Available data:
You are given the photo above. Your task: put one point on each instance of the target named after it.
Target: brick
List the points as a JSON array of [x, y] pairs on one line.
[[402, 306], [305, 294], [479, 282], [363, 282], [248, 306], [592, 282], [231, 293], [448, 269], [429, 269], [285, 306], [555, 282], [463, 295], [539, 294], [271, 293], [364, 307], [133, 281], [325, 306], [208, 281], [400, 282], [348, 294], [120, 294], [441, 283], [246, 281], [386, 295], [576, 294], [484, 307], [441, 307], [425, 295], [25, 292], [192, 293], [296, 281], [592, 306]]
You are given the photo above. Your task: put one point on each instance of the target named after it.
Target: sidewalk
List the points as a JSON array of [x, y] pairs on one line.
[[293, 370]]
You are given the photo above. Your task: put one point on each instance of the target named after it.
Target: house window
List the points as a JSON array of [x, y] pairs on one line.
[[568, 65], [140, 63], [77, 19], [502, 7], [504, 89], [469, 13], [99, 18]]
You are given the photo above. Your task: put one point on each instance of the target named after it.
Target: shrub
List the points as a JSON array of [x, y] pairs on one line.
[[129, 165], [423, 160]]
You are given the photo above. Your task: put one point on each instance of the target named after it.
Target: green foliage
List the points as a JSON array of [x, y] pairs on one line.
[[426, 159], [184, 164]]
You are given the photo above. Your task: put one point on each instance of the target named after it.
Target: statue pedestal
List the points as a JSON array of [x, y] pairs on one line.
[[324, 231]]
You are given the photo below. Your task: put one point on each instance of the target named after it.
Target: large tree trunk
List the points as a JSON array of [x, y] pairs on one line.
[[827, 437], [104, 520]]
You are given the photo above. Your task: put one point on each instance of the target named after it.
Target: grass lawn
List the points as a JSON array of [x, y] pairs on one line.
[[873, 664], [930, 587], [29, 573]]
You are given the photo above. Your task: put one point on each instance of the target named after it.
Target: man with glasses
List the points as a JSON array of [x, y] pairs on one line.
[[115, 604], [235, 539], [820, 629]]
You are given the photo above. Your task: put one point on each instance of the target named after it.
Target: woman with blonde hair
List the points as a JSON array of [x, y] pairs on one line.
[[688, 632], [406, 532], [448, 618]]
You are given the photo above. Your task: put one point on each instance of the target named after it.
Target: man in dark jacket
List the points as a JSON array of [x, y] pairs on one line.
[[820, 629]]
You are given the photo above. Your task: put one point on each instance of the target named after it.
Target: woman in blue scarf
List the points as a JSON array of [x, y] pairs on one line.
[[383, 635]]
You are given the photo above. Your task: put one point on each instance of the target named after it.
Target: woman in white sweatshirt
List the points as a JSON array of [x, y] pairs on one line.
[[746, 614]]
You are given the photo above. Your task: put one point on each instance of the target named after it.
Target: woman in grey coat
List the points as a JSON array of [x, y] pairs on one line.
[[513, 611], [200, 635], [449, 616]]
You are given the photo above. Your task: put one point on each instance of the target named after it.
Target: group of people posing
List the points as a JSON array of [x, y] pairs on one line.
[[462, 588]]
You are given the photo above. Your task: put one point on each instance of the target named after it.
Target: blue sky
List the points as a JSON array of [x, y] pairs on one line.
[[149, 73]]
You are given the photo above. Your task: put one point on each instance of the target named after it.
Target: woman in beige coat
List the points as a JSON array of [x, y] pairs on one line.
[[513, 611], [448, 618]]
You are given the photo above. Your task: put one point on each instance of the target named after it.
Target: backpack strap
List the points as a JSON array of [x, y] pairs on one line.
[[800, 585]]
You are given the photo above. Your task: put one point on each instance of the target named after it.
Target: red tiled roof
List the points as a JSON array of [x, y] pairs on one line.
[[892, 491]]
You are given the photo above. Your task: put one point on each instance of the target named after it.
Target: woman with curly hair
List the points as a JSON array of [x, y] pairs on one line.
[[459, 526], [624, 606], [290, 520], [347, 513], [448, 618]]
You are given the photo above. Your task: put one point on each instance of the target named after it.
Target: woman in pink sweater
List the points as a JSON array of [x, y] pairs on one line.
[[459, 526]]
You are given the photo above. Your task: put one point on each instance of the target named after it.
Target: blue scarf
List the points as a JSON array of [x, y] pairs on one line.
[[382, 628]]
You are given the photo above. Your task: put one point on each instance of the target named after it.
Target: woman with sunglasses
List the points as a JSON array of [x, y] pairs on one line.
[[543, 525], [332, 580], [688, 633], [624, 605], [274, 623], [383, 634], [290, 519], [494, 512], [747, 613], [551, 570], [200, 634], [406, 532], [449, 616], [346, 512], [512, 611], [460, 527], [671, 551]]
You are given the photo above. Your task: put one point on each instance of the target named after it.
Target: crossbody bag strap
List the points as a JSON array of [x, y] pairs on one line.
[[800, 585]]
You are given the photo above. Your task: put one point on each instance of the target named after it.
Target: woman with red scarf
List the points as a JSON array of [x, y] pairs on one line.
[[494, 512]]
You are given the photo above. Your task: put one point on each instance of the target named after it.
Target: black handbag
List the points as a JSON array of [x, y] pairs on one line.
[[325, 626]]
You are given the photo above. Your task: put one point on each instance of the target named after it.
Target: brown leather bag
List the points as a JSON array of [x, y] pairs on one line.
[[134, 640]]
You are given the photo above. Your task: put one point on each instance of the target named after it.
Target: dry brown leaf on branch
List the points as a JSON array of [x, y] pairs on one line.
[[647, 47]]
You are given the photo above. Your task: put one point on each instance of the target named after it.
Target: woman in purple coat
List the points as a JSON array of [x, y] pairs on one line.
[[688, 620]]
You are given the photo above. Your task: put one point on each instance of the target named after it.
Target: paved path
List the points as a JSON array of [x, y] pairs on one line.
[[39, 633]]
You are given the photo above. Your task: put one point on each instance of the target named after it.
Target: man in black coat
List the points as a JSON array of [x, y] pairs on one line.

Problem to solve: Write out the material from the first line to the last, exactly.

Written answer:
You are given the photo above. Your task: put one point on each instance of the target named after it.
Target: brick
List the points as a JSON array of [x, y] pairs on one line.
[[402, 306], [305, 294], [479, 282], [363, 282], [248, 306], [592, 282], [231, 293], [448, 269], [429, 269], [285, 306], [555, 282], [463, 295], [539, 294], [271, 293], [364, 307], [133, 281], [325, 306], [208, 281], [400, 282], [348, 294], [120, 294], [441, 283], [246, 281], [386, 295], [576, 294], [484, 307], [441, 307], [425, 295], [25, 292], [192, 293], [296, 281], [592, 306]]
You are given the photo above. Your task: put one point on each instance of the target named after it.
Target: sidewalk
List the points as a JSON array of [x, y] pairs on one line.
[[293, 370]]
You are given the photo above. Your task: put one point on each instance of the target named after it.
Target: house window
List the points as a JSON array of [x, y] pairs on one line.
[[568, 65], [140, 63], [77, 19], [502, 7], [504, 89], [469, 13], [99, 18]]
You are given the photo above. Your task: put one point on each instance of the target named after it.
Target: shrub
List the points as a JSON array of [x, y] pairs on one line.
[[129, 165], [423, 160]]
You are given the photo above. Your task: put one point on each instance of the target named after it.
Target: green foliage
List the points as a JSON array of [x, y] pairs on one line.
[[426, 159], [184, 164]]
You are given the photo above. Your task: put one point on each instance of the target named after it.
Target: statue pedestal
List the points as a JSON array of [x, y] pairs on one line.
[[324, 231]]
You are given the photo below. Your task: put one point on each instance of the target named after it.
Target: large tree trunk
List the points as a JSON array of [x, y] pairs on one line.
[[827, 437], [104, 520]]
You are given the photo above. Your task: put one point on each instance of the target named after it.
Target: grass lawn
List the points as a JSON array of [x, y] pairs on one line.
[[873, 664], [930, 587], [29, 573]]
You are given the photo above. Your task: put one point on each instance of the target named after it.
Target: man with glasses
List the points as a JSON array of [x, y] pairs on one line.
[[115, 604], [235, 539], [820, 629]]
You are given the photo above. Your task: put one point on each instance of the target named after it.
Target: woman with blonde hair
List the points as a JSON array of [x, y] pairs on one line.
[[688, 632], [406, 532], [448, 618]]
You are given the photo above. Your task: put one point on each instance of the target named after it.
Target: man in dark jacket
List the points as a JSON array of [x, y] pairs on one line.
[[820, 629]]
You are given the photo above. Your task: put one point on each instance of the target named after it.
Target: woman in blue scarf
List the points as a JSON array of [x, y] pairs on one line.
[[383, 635]]
You are given the photo above. Your task: put one point on each instance of the target named after it.
Target: woman in white sweatshirt
List the points as a JSON array of [x, y] pairs on one line.
[[746, 614]]
You are given the photo above. Your task: put one point on each instance of the target named after it.
Target: woman in grey coat
List the points as a JSON array of [x, y] pairs on one line.
[[513, 611], [200, 635], [449, 616]]
You are given the photo above. Your task: put one point on each instance of the target named after it.
Target: group of people posing
List the points as a JSON array of [x, y] pairs on one line.
[[462, 588]]
You are given the photo above. Your task: put one point on each instance of the target named after it.
Target: blue sky
List the points as a JSON array of [x, y] pairs on one line.
[[149, 73]]
You are given the photo above. Your task: put one point on each instance of the target named after it.
Target: woman in beige coat
List the points as a JSON array of [x, y] pairs on one line.
[[513, 611], [448, 618]]
You are given the photo above. Your task: put one point on each instance of the target named after it.
Target: backpack strap
List the points as a JSON array of [x, y] pairs on one line.
[[800, 585]]
You are given the photo above. Your task: put one point on each instance of the target named after it.
Target: red tiled roof
List the points as a JSON array of [x, y] pairs on one line.
[[892, 491]]
You are given the photo above. Your task: put one point on each instance of the target named after it.
Target: woman with curly hair
List the points as a JSON array of [x, y] pairs on one line.
[[459, 526], [624, 606], [290, 520], [347, 513], [448, 618]]
You are given the photo above. Your task: put one point on each instance of the target named after it.
Target: woman in pink sweater
List the points as a JSON array of [x, y] pairs on one line.
[[459, 526]]
You are given the photo above. Your task: put one point on each instance of the target named after it.
Target: blue scarf
List the points as a JSON array of [x, y] pairs on one line.
[[382, 628]]
You are given the photo above. Your task: put one point on each instance of the target named after it.
Target: woman with sunglasses
List the points as a JSON array of [x, y] pairs on one line.
[[543, 525], [332, 580], [688, 633], [624, 605], [274, 623], [383, 634], [290, 519], [494, 512], [747, 613], [551, 570], [200, 634], [406, 532], [449, 616], [346, 512], [512, 611], [460, 527], [671, 551]]
You are given the photo above. Your task: put one point on each instance of the target named after it.
Target: crossbody bag strap
List the points as a JSON array of [x, y] pairs on one line.
[[800, 585]]
You are given the photo above. Your task: put one point on each instance of the target named after it.
Target: woman with red scarf
List the points as a JSON array of [x, y] pairs on one line.
[[494, 512]]
You are given the photo above. Your task: put one point on each instance of the target named after it.
Target: black handbag
List the points as a JSON array of [x, y] pairs on one line.
[[325, 626]]
You are given the photo above. Your task: put one point on each instance of the target named after it.
Target: brown leather bag
List the points as a JSON array of [x, y] pairs on one line.
[[134, 640]]
You are given the photo above. Your task: put one point on each instance of the target named after it.
Target: dry brown leaf on branch
List the points as a JSON array of [x, y] pairs on one line.
[[647, 47]]
You are given the photo above. Your task: put one point on each instance of the target named after it.
Target: woman in purple coat
List the points as a JSON array of [x, y] pairs on one line.
[[688, 620]]
You are given the photo above. Your task: put one point on each instance of the target named after it.
Target: paved path
List the points as a JSON array of [x, y] pairs on one line.
[[39, 633]]
You are given the photo above. Your task: put one point on each instance of the target named after it.
Target: man in black coat
List the points as a JSON array of [x, y] pairs on one line.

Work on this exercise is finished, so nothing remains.